[START Supplied material]

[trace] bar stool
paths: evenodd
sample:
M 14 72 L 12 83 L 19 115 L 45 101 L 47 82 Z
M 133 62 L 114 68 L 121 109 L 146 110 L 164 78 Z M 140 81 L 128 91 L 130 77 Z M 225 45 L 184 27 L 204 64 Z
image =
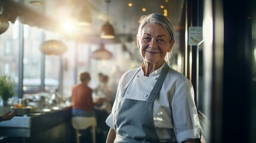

[END Supplied material]

_Task requirements_: Copy every line of the records above without changing anything, but leave the pictures out.

_Answer to this task_:
[trace] bar stool
paths: evenodd
sample:
M 14 72 L 12 83 L 19 115 L 45 101 L 47 82 Z
M 133 62 L 114 68 L 121 109 L 146 110 L 164 78 Z M 140 81 L 128 91 L 130 77 Z M 225 45 L 184 27 L 204 64 Z
image =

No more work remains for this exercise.